§ WORK ORDER
Retype the entries exactly; omit all pictures.

(Image-backed grounding data)
»»
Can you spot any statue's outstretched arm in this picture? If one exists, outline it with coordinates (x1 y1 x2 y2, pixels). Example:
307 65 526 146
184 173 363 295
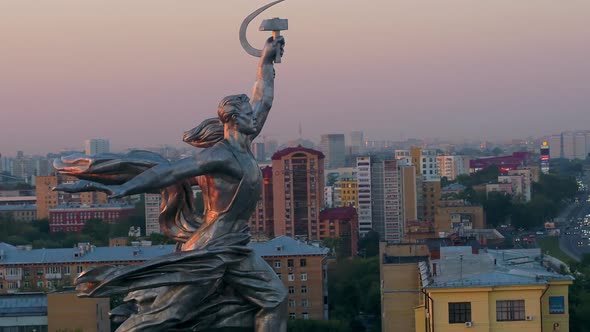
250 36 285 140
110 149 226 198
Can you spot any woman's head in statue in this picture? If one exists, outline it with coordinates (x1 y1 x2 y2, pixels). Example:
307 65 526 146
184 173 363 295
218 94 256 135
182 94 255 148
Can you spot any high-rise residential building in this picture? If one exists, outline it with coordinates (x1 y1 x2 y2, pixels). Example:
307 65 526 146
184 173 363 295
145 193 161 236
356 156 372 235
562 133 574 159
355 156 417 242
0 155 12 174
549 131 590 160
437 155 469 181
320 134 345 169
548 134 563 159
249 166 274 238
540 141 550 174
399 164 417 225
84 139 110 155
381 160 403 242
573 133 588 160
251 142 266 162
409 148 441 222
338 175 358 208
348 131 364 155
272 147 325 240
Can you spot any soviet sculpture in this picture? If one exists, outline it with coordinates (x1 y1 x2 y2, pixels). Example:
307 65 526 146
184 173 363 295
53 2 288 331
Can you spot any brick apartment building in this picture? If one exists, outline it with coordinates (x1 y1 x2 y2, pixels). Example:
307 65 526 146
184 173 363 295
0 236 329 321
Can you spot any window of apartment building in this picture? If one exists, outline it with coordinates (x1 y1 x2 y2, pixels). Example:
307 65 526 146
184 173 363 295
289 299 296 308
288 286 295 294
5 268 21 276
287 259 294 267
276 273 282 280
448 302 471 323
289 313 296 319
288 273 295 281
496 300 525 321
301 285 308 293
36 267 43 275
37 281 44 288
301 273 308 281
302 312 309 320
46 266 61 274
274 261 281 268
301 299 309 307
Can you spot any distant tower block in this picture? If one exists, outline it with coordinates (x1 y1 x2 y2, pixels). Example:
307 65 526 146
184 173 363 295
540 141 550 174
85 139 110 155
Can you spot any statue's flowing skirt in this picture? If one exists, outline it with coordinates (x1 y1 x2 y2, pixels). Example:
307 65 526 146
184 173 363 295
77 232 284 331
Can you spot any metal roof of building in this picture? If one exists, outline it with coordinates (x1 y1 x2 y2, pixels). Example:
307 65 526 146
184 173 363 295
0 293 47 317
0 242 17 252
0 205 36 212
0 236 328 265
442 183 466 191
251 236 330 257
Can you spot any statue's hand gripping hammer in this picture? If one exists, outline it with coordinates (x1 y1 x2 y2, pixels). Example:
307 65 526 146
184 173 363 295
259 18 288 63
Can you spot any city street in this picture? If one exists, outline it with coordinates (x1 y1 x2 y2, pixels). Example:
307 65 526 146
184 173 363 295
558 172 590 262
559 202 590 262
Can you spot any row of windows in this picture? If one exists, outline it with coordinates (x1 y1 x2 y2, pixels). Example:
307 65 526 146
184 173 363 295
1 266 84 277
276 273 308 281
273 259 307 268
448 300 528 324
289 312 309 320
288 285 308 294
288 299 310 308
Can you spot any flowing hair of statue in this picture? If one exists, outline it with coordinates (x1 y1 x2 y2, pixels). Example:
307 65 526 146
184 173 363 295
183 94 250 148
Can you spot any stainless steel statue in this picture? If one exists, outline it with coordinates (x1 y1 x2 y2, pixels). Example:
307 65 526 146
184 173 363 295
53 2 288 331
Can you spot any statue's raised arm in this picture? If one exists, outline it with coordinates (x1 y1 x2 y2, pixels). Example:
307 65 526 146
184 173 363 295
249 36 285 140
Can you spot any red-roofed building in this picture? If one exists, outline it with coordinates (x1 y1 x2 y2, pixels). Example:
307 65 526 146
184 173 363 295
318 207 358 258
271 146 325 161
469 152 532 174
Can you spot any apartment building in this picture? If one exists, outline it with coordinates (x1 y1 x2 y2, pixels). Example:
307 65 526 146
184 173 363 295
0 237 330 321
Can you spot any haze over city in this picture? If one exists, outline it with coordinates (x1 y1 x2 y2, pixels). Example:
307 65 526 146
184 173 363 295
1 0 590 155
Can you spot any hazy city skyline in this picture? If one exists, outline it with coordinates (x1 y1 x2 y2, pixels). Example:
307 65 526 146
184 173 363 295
««
§ EXERCISE ANSWER
Can you spot any statue's outstretched arm in this picture? If one exists, outline it with coordinates (x1 y1 x2 y2, pixels). Example:
307 65 526 146
184 173 363 295
250 36 285 140
110 149 226 198
Can you spot any woman's head in statue in this picture? If one exists, outline it with coordinates (x1 y1 x2 y2, pixels). Example:
307 65 526 146
184 173 363 295
218 94 256 135
182 94 255 148
Can you spot any high-rise residential building in this picture? If one exists, outline it with coordinates (x1 y1 x2 y2, pixels). Example:
307 65 526 146
184 173 363 295
145 193 161 236
356 156 372 235
562 133 574 159
355 156 417 242
0 155 12 174
549 131 590 160
437 155 469 181
320 134 345 169
548 134 563 159
249 166 274 238
540 141 550 174
399 164 417 225
84 139 110 155
381 160 403 242
573 133 588 160
251 142 266 162
409 148 441 222
338 175 358 208
348 131 364 155
272 147 325 240
Can you spot any soviet sculpture in this picture? If one exists, outline it with coordinates (x1 y1 x2 y2, pixels). Example:
307 65 526 146
184 173 363 295
53 2 288 331
Can you spot any brick apartment building in this picture? If one exists, outline it with coordinates (x1 y1 x2 y2, pixels). Example:
307 65 526 146
184 173 363 295
0 236 329 321
Can you spot any window of apartment building in this picture? If one exists, outline it with coordinates (x1 y1 x2 y2, pixels). Example:
307 65 526 146
184 173 363 295
289 299 296 308
288 286 295 294
5 268 21 276
287 259 294 267
276 273 282 280
448 302 471 323
289 313 296 319
288 273 295 281
496 300 525 321
301 285 308 293
36 267 43 275
37 281 44 288
301 273 308 281
302 312 309 320
46 266 61 274
274 261 281 268
301 299 309 307
Can you spot any distant tower block in this picture? If one exists, outline it with coordinates (x1 y1 x2 y2, pixels). Example:
307 65 526 146
184 173 363 295
540 141 550 174
85 139 110 155
Can you spot any statue's flowing skirt in this picture? If one exists, outline it with coordinates (x1 y1 x2 y2, pixels). Example:
307 65 526 146
184 173 363 295
77 232 284 331
Can you spot any metal roof of building in this picture? If one exists, outline it with coordinates (x1 y1 x2 y2, pixels). Example:
307 65 526 146
184 173 363 295
0 293 47 317
0 242 17 252
0 205 36 212
0 236 328 265
442 183 466 191
251 236 330 257
Can you spot any statue's hand gripping hammer in this picture? If one exists, outline it with coordinates (x1 y1 x2 y2, pixels). Example:
307 65 526 146
184 173 363 295
259 18 288 63
Can you spot any city street in this picture? If one exists, outline it with coordinates (x1 y1 x2 y2, pixels). Example:
307 65 526 146
184 173 363 295
558 172 590 262
559 202 590 262
Can you spot any row of windows in this picture? If one exists, outline it with coordinates (x1 y1 x2 y2, pixels). Example:
307 65 526 146
184 173 363 295
1 266 84 277
276 273 308 281
273 259 307 268
448 300 528 324
289 312 309 320
288 285 308 294
288 299 310 308
Can you spot any flowing hair of statue in this picture? If one exists, outline it with coordinates (x1 y1 x2 y2, pixels). Example:
307 65 526 146
184 173 363 295
183 94 250 148
Can you spot any stainless steel statue in this picture? If one exists, outline it with coordinates (x1 y1 x2 y2, pixels). Example:
307 65 526 146
184 173 363 295
53 2 288 331
Can you spot any statue's raised arm in this picture? If one exists, outline it with coordinates (x1 y1 x2 y2, pixels). Example:
307 65 526 146
184 173 363 295
249 36 285 140
Can you spot any red-roofed building in this picture? If one exists, outline it with coordinates (x1 y1 x2 y2, pixels). Example:
307 65 526 146
184 173 363 295
318 207 358 258
271 146 325 161
469 152 532 174
Can you spot any apartment building in this picture? If one exists, outline it with coordinates (x1 y1 x2 y2, pixels). Example:
307 65 526 146
184 173 363 295
0 237 330 321
Can you spot any haze over city in this picture? If one exists, outline it with coordinates (x1 y1 x2 y2, pixels). Example:
307 65 526 146
184 173 363 295
1 0 590 155
Can you spot any hazy city skyline in this picture? If one exists, outline it with coordinates (x1 y1 x2 y2, pixels). Example:
307 65 526 146
184 173 363 295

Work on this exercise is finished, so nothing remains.